*Stated problem*
Locate each line in the rows below that contains the string "yellow", and copy those lines out. Match case exactly.

*Available data*
>>>>
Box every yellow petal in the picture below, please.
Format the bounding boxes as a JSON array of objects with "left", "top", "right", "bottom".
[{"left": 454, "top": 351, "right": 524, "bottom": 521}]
<<<<
>>>>
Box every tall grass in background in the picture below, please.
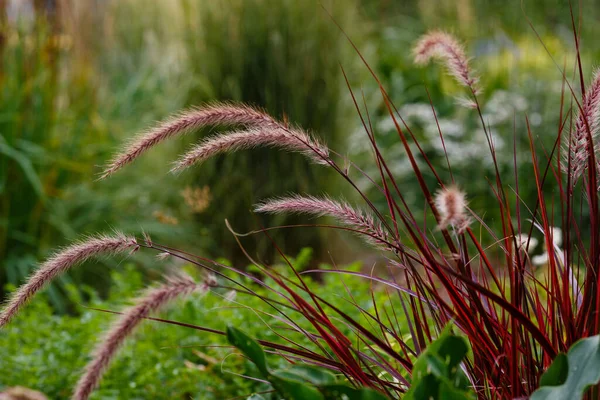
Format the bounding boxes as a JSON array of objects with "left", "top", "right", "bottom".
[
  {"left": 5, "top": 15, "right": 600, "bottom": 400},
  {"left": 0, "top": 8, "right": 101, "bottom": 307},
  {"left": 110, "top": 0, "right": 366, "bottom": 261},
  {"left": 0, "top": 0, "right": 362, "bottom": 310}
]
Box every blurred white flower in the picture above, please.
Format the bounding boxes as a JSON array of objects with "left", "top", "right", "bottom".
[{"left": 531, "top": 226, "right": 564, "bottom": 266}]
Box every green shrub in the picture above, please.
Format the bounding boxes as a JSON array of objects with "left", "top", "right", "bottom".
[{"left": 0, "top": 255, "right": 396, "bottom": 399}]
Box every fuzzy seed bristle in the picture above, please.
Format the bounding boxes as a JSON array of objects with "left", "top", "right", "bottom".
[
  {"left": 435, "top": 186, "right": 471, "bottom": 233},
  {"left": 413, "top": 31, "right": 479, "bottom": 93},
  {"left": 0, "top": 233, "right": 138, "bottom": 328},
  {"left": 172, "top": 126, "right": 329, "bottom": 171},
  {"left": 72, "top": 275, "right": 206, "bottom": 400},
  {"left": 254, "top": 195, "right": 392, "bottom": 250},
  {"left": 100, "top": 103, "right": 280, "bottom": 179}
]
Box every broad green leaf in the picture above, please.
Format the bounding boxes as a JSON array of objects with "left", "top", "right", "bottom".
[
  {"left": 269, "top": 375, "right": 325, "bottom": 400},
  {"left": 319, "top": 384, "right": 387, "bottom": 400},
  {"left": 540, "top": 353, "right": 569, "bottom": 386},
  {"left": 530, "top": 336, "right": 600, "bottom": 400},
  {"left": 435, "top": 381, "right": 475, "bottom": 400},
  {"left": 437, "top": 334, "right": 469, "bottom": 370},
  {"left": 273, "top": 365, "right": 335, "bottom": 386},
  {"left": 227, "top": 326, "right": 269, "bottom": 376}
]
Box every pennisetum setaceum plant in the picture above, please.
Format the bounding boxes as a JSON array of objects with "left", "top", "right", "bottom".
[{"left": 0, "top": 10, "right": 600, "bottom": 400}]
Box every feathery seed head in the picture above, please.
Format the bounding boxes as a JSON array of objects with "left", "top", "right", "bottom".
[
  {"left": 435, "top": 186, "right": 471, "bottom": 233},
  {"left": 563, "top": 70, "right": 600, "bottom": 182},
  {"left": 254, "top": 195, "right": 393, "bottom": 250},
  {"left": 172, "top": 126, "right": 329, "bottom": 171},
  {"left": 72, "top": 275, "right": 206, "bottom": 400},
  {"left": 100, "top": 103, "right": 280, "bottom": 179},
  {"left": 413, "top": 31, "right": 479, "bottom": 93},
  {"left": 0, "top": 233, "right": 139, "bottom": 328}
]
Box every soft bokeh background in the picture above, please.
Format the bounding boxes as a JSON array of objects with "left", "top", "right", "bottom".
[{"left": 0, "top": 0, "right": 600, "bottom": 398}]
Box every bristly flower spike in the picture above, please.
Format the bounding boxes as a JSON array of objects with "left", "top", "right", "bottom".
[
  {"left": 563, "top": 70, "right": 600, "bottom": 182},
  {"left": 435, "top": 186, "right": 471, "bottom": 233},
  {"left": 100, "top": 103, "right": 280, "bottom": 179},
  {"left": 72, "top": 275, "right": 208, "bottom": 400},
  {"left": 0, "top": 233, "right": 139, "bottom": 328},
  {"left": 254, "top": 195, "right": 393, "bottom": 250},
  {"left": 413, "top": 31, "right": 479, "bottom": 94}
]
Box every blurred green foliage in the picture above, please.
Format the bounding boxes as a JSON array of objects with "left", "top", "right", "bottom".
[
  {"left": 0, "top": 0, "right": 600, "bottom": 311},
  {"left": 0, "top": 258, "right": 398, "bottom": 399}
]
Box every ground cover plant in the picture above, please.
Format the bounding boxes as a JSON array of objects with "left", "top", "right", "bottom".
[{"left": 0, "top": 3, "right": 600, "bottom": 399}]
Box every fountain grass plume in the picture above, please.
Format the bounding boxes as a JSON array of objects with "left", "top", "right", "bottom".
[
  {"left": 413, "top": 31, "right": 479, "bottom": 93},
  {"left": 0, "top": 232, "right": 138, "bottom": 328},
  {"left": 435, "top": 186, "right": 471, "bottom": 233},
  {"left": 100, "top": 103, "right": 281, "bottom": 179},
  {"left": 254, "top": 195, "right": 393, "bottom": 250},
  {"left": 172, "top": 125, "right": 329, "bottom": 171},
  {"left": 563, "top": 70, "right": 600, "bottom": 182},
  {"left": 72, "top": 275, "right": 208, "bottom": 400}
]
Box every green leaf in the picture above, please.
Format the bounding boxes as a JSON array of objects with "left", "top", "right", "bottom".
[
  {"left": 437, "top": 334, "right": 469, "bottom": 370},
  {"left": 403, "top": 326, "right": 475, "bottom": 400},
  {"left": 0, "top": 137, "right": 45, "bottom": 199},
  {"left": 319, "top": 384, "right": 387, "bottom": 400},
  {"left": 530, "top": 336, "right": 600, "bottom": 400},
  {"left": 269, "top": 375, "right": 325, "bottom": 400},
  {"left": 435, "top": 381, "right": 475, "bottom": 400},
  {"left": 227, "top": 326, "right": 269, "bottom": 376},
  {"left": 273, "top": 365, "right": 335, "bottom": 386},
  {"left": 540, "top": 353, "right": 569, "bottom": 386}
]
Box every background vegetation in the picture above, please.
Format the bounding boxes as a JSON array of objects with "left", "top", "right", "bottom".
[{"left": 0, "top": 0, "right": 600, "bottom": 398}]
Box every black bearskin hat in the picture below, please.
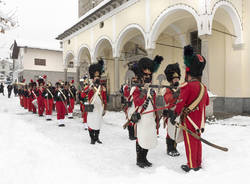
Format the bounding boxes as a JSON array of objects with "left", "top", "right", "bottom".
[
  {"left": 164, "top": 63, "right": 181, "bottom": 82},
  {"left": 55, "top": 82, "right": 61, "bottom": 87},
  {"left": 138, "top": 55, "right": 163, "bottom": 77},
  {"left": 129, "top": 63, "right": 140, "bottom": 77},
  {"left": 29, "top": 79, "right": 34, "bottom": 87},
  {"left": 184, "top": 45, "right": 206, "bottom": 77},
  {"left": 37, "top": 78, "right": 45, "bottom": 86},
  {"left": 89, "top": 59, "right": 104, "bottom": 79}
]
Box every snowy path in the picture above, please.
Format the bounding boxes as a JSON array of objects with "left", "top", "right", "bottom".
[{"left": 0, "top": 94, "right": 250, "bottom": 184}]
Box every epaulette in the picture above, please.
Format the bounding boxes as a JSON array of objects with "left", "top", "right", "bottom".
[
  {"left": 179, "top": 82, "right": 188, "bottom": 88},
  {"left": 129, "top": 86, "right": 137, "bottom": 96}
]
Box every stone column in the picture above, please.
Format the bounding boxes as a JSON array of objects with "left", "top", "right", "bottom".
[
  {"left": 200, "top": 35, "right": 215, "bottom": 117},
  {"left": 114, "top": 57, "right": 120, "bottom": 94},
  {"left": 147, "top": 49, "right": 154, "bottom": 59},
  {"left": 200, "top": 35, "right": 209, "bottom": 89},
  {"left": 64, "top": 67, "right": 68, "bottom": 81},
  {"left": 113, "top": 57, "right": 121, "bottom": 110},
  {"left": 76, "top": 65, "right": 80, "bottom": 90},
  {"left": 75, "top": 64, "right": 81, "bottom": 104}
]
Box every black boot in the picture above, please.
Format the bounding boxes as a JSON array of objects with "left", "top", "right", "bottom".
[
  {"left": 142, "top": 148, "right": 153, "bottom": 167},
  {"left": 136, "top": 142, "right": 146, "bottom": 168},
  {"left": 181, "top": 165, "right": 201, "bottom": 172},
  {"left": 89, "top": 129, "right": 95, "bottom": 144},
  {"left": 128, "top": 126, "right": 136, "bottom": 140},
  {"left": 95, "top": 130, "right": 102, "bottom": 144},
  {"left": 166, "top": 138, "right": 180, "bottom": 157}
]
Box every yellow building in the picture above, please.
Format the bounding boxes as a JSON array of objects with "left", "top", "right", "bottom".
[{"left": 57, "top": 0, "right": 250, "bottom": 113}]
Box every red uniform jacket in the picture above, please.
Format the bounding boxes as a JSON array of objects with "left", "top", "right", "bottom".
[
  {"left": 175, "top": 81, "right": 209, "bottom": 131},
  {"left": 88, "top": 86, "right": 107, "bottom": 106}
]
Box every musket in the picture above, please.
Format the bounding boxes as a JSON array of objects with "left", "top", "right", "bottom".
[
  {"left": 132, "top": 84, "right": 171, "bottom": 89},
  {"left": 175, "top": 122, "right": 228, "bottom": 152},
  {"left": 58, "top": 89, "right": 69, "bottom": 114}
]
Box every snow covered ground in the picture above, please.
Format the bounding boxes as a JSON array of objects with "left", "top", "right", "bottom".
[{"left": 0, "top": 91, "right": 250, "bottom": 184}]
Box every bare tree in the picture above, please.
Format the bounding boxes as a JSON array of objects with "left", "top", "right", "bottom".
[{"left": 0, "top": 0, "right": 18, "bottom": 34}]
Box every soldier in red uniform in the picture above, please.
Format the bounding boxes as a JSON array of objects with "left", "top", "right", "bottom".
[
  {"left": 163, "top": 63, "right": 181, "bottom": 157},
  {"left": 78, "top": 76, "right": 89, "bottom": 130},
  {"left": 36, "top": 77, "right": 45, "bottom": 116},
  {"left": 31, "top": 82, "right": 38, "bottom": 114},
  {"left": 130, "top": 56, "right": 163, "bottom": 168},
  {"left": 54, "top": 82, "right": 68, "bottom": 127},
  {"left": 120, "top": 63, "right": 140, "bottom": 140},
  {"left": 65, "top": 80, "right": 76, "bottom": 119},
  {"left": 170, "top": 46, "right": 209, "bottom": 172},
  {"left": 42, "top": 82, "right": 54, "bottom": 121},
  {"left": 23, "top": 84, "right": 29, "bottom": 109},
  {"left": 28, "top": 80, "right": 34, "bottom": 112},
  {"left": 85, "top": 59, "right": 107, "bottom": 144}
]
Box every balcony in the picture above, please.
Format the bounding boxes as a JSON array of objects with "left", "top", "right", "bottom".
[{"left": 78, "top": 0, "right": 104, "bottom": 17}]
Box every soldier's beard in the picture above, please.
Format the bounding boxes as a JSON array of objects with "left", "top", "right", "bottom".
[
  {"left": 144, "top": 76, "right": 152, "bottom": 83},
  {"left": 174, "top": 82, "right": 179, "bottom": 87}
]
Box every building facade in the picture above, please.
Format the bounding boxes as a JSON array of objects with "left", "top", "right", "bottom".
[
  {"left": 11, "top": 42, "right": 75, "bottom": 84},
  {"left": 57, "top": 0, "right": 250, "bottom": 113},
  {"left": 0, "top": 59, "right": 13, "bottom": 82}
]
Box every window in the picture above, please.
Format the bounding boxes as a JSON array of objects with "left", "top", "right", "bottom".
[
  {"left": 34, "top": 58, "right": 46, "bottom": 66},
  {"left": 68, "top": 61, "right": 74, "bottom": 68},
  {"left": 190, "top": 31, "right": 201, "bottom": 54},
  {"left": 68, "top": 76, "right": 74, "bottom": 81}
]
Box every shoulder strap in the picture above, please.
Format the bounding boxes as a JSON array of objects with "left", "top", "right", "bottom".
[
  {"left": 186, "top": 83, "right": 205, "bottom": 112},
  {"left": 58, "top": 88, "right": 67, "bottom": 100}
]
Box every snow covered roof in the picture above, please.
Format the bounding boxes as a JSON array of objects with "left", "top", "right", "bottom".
<<<<
*Answer to this task*
Box every yellow petal in the picture below, please.
Box every yellow building in the picture above, please.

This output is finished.